Entries from a dataset:
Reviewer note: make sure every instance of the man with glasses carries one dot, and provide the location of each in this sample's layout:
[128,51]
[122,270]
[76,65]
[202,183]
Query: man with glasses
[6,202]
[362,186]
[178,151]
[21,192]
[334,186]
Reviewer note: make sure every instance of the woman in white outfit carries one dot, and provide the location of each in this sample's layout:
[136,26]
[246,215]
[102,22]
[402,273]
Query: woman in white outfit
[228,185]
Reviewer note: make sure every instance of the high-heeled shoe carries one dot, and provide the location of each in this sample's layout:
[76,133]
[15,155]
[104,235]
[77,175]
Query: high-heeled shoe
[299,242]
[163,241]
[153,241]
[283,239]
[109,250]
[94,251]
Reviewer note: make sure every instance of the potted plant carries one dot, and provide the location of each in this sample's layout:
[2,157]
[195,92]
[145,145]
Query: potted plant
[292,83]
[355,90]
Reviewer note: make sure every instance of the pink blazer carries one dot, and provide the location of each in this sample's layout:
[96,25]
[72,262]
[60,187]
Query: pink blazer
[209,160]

Problem:
Convert the data from the line containing "Reviewer note: make sure every instance of the pink" through the end of the data into a Markdown table with the columns Row and Line, skipping any blank lines.

Answer to the task:
| Row | Line |
|---|---|
| 1 | Reviewer note: make sure every instance of the pink blazer carries one dot, and provide the location of each in this sample's layout: |
| 2 | [96,25] |
| 3 | [72,262] |
| 4 | [60,187] |
| 5 | Query: pink blazer |
| 6 | [209,160] |